=== Activity list ===
(a) According to the abstract on kidney injury after heart surgery, how many patients developed AKI?
(b) Decide whether each statement agrees with the abstract on kidney injury after heart surgery, answering yes or no and quoting the deciding words: (i) The patients studied had open heart surgery with CPB between 2012 and 2015. (ii) Patient management during CPB to prevent AKI has already been established. (iii) Patients in the AKI group had shorter ICU stays.
(c) List every factor that the multivariable analysis in the abstract on kidney injury after heart surgery found significantly associated with AKI development after CPB.

=== Passage provided ===
Content starts

Background: Acute kidney injury (AKI) is a severe complication that can occur after open heart surgery and known to exacerbate prognosis. However, patient management during a cardiopulmonary bypass (CPB) procedure to prevent AKI has not been established. Here, we retrospectively investigated AKI in patients who underwent cardiac surgery with CPB.
Patients and Methods: We conducted a retrospective analysis of 371 patients who underwent open heart surgery with CPB from 2012 to 2015 at the Sakakibara Heart Institute of Okayama, Japan. For cases with a CPB time of 120 minutes or longer and a minimum bladder temperature of 32˚C or more, AKI was defined according to the Acute Kidney Injury Network (AKIN) classification criteria. 10)
Results: AKI developed in 59 patients (15.9% ). In the AKI group, the rate of introduction of continuous renal replacement therapy was significantly higher, and they also had significantly longer ICU and postoperative hospital stay durations. Multivariable analysis showed that body weight greater than 66.1kg, preoperative estimated glomerular filtration rate lower than 56.9mL/min/1.73m2, administration of red blood cells greater than 6 IU, lowest oxygen delivery (DO2) during CPB less than 259mL/min/m2, and amount of urine output during CPB less than 2.8mL/kg/h were significantly associated with AKI development after CPB.
Conclusion: Our results indicate that DO2 greater than 259mL/min/m2 during CPB and monitoring urine output amount (>2.8mL/kg/h) during CPB are independent factors related to a decrease in risk of AKI in cardiac surgery patients.

Content ends

Dataset entries:

Content starts

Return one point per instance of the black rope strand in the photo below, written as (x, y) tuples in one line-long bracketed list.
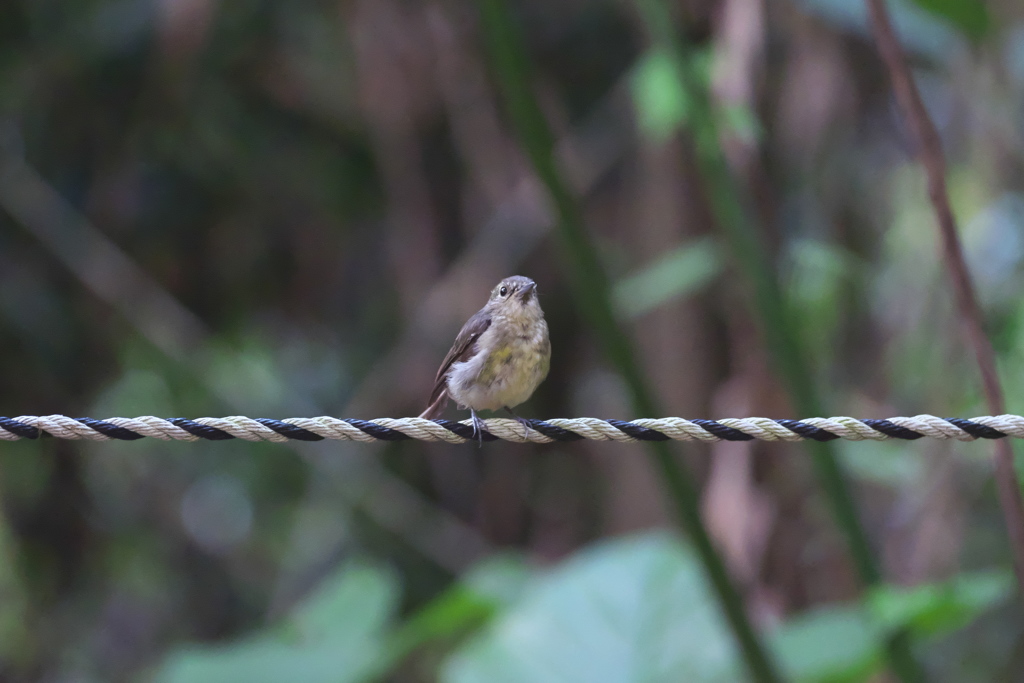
[(377, 431)]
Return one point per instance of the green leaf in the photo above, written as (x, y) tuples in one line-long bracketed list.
[(356, 601), (836, 644), (681, 271), (659, 98), (936, 608), (631, 609), (971, 16)]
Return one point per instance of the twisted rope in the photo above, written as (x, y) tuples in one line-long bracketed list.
[(539, 431)]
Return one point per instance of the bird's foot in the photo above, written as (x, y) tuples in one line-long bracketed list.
[(477, 427)]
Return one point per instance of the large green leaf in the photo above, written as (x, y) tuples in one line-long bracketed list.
[(835, 644), (971, 16), (941, 607), (631, 609)]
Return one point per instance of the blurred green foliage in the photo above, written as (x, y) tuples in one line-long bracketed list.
[(328, 189)]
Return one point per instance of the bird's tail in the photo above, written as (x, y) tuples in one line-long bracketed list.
[(435, 409)]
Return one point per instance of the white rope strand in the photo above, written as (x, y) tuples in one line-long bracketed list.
[(536, 431)]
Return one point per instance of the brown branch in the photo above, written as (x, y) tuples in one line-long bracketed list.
[(929, 148)]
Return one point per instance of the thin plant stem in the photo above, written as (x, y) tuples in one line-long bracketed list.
[(730, 206), (929, 148)]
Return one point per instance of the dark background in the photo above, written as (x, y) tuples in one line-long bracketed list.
[(289, 209)]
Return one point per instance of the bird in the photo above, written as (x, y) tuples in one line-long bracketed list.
[(499, 357)]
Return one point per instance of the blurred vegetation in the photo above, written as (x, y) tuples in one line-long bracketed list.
[(289, 209)]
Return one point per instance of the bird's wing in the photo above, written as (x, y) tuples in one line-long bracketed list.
[(463, 349)]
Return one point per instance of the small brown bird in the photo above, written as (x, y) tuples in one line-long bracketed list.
[(500, 356)]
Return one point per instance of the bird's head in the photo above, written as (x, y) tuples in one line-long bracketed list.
[(515, 296)]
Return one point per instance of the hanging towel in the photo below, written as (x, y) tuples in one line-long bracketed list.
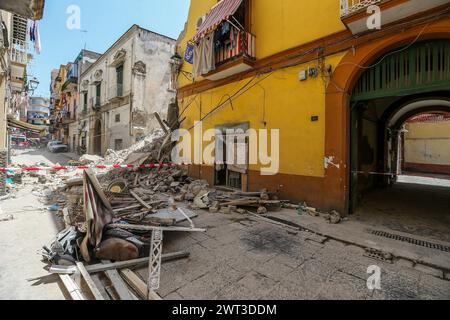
[(189, 55), (204, 56), (209, 61), (37, 37)]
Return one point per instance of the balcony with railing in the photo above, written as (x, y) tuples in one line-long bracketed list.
[(234, 55), (349, 7), (225, 30), (95, 103), (355, 13), (116, 91), (19, 52)]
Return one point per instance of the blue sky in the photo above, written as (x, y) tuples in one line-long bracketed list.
[(105, 21)]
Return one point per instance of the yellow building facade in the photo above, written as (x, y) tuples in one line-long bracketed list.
[(427, 146), (298, 78)]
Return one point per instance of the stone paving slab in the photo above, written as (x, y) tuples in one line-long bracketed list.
[(242, 258)]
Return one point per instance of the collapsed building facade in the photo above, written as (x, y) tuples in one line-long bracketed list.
[(121, 92), (15, 54), (336, 90)]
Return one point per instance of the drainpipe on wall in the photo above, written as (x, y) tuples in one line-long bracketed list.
[(132, 88)]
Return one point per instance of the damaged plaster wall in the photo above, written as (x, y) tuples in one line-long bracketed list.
[(151, 81), (145, 58)]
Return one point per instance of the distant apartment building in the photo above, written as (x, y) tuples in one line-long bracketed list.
[(38, 111), (66, 97), (14, 57), (122, 90)]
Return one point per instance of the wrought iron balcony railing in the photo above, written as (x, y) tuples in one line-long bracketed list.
[(349, 7)]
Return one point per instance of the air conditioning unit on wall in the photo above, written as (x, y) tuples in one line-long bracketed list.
[(200, 21)]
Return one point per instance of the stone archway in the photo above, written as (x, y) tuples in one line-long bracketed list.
[(337, 106)]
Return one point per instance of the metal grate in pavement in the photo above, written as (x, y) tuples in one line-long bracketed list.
[(413, 241)]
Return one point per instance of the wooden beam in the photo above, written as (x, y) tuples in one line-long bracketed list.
[(89, 282), (161, 123), (139, 199), (139, 286), (71, 286), (280, 224), (152, 228), (118, 265)]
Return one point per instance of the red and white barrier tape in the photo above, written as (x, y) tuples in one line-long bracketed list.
[(374, 173), (68, 168)]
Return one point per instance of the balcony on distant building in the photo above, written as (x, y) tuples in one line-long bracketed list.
[(71, 82), (227, 27), (30, 9), (95, 103), (355, 13)]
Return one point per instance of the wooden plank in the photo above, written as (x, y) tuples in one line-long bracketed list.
[(139, 286), (152, 228), (71, 286), (119, 285), (161, 123), (273, 222), (139, 199), (89, 281), (187, 217), (118, 265)]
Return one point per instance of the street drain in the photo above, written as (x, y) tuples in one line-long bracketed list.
[(379, 255), (413, 241)]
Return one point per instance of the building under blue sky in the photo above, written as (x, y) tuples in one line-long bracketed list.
[(102, 23)]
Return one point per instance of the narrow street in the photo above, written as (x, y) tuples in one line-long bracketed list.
[(239, 257), (22, 274), (237, 150)]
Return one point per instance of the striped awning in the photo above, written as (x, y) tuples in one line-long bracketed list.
[(13, 123), (219, 13)]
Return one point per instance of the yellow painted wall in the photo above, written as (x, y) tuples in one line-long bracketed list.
[(289, 105), (281, 100), (3, 121), (278, 25), (428, 143)]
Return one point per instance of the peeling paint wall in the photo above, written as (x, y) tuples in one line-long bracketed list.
[(145, 58), (151, 80)]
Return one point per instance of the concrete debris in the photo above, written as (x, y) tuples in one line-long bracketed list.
[(8, 217), (334, 217), (88, 159)]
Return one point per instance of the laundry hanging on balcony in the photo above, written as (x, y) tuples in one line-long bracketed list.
[(204, 56), (220, 12), (35, 36)]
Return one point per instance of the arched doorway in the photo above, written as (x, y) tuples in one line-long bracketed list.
[(396, 89), (98, 137), (338, 104)]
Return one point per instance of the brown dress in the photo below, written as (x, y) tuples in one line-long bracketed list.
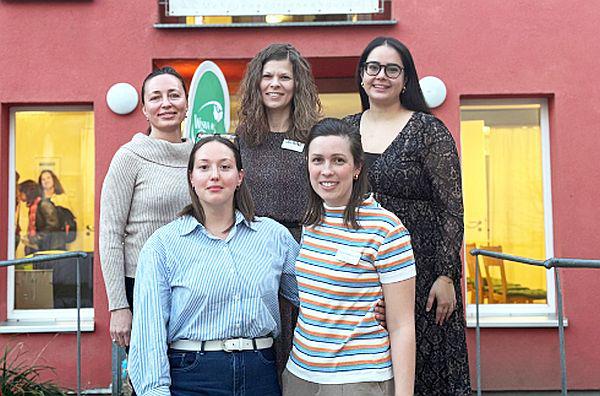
[(278, 183), (418, 178)]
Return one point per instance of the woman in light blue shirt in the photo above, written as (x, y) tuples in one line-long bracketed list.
[(207, 284)]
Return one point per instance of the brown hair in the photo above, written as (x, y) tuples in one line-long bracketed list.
[(335, 127), (58, 189), (242, 200), (306, 106)]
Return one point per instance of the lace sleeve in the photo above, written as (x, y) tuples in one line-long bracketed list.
[(442, 165)]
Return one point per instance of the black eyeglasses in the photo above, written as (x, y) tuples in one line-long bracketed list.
[(391, 70)]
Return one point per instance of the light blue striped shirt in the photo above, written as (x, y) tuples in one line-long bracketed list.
[(192, 285)]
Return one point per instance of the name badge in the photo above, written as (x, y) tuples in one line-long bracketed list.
[(348, 255), (293, 145)]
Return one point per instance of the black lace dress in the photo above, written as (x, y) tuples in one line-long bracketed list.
[(418, 178)]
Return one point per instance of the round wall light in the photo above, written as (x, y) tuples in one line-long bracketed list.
[(434, 91), (122, 98)]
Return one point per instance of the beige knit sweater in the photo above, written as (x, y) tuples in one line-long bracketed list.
[(144, 189)]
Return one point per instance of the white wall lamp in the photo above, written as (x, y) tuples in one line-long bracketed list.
[(122, 98), (434, 91)]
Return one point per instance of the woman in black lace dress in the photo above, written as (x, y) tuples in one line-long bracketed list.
[(414, 170)]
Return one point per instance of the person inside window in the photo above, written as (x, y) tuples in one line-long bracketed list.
[(43, 229)]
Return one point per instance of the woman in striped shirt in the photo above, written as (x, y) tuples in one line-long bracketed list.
[(353, 253)]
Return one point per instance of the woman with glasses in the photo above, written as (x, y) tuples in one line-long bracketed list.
[(414, 171)]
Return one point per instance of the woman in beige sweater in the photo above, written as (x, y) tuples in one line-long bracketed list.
[(145, 188)]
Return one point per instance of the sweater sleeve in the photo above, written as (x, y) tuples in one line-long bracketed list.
[(115, 203)]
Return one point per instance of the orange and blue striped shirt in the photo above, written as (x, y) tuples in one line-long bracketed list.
[(340, 271)]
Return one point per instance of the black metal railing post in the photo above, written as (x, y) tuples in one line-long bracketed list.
[(548, 264), (52, 257)]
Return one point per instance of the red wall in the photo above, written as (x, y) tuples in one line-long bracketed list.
[(72, 51)]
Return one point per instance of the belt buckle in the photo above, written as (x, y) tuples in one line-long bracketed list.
[(232, 345)]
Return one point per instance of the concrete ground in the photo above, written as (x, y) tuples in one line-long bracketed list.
[(540, 393)]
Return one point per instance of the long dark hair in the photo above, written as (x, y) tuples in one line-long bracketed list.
[(58, 189), (306, 106), (315, 210), (242, 200), (411, 97)]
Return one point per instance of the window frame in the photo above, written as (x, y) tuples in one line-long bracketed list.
[(524, 315), (53, 315)]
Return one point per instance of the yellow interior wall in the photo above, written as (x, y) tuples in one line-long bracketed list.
[(63, 142), (516, 213)]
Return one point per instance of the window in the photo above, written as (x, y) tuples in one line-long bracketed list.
[(506, 184), (52, 166), (383, 16)]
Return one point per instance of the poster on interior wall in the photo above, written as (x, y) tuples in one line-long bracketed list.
[(269, 7), (208, 111)]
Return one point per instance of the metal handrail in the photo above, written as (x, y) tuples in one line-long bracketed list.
[(52, 257), (548, 264)]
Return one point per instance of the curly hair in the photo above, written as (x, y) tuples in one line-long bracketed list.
[(306, 105)]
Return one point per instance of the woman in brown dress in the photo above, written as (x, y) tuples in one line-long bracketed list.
[(414, 171), (279, 105)]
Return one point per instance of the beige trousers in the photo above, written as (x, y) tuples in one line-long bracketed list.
[(294, 386)]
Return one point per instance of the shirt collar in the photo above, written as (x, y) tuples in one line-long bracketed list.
[(188, 223)]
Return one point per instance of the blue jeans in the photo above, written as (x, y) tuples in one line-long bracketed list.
[(247, 373)]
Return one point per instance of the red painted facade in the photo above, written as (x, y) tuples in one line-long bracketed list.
[(71, 52)]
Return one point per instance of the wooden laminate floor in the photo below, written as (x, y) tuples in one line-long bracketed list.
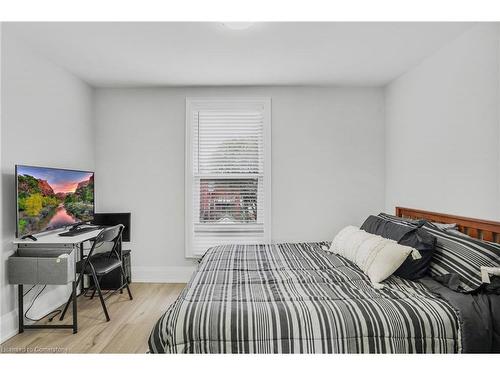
[(127, 332)]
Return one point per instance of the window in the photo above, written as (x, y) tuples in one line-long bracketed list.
[(228, 172)]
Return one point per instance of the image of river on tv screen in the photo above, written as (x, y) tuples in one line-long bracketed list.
[(52, 198)]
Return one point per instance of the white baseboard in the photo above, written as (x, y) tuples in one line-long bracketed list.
[(180, 274)]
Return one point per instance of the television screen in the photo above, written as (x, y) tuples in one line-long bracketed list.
[(50, 198)]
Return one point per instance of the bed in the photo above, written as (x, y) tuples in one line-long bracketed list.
[(301, 298)]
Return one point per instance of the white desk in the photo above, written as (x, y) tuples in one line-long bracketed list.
[(53, 240)]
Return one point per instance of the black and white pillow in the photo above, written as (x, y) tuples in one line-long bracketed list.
[(457, 260)]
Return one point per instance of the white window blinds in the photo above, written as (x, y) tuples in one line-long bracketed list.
[(227, 173)]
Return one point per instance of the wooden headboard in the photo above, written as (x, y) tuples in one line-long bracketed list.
[(483, 229)]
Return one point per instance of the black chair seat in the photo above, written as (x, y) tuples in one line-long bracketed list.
[(102, 263), (97, 265)]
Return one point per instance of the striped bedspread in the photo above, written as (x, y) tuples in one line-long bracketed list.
[(299, 298)]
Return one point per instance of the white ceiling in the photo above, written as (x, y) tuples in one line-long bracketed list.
[(294, 53)]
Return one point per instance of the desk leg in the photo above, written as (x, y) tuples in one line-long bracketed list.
[(20, 297), (75, 319)]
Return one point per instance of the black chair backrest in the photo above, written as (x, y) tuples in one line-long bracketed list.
[(111, 235)]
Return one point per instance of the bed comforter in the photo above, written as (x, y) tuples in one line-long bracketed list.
[(300, 298)]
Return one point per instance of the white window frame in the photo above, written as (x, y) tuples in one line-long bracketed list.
[(196, 104)]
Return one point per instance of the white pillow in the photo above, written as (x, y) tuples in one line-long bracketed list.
[(378, 257)]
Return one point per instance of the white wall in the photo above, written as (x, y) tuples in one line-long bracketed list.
[(327, 165), (442, 130), (46, 120)]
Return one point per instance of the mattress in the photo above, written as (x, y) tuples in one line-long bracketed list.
[(300, 298)]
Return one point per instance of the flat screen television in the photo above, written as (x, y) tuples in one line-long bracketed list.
[(51, 198)]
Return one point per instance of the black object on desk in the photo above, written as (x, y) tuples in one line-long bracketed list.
[(77, 231)]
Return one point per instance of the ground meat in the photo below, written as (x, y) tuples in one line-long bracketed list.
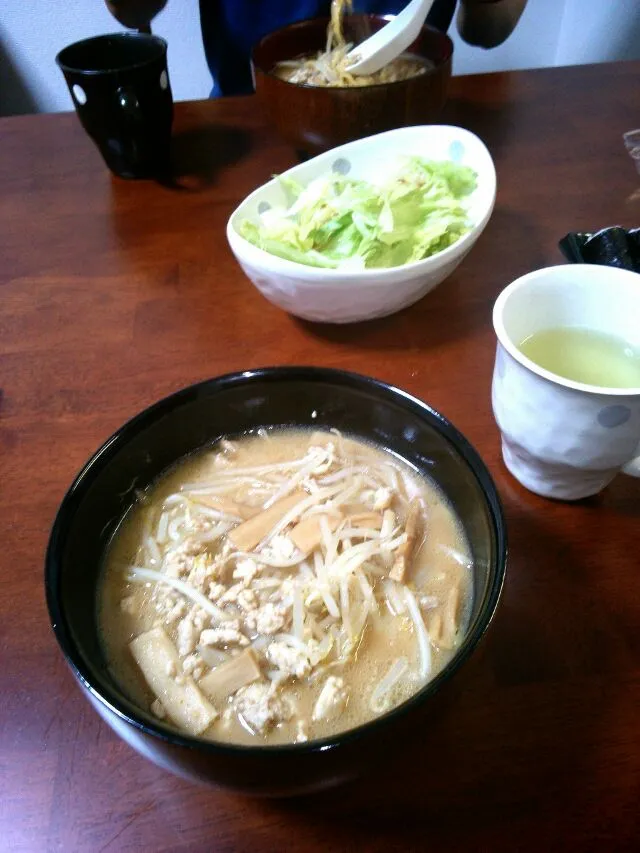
[(288, 659), (268, 619), (260, 707), (228, 634), (245, 571)]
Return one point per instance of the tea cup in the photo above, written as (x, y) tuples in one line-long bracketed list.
[(561, 438)]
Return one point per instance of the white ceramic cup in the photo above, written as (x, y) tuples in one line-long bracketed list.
[(563, 439)]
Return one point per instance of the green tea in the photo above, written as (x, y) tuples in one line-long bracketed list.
[(585, 355)]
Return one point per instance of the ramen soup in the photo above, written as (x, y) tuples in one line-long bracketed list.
[(283, 587), (330, 67), (331, 70)]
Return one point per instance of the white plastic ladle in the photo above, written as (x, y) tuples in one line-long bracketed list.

Content ends

=== Task-by-task answers ===
(a) 59 patients (15.9%)

(b)
(i) Yes: "371 patients who underwent open heart surgery with CPB from 2012 to 2015"
(ii) No: "patient management during a cardiopulmonary bypass (CPB) procedure to prevent AKI has not been established"
(iii) No: "they also had significantly longer ICU and postoperative hospital stay durations"

(c)
- Body weight greater than 66.1kg
- Preoperative estimated glomerular filtration rate lower than 56.9mL/min/1.73m2
- Administration of red blood cells greater than 6 IU
- Lowest oxygen delivery (DO2) during CPB less than 259mL/min/m2
- Amount of urine output during CPB less than 2.8mL/kg/h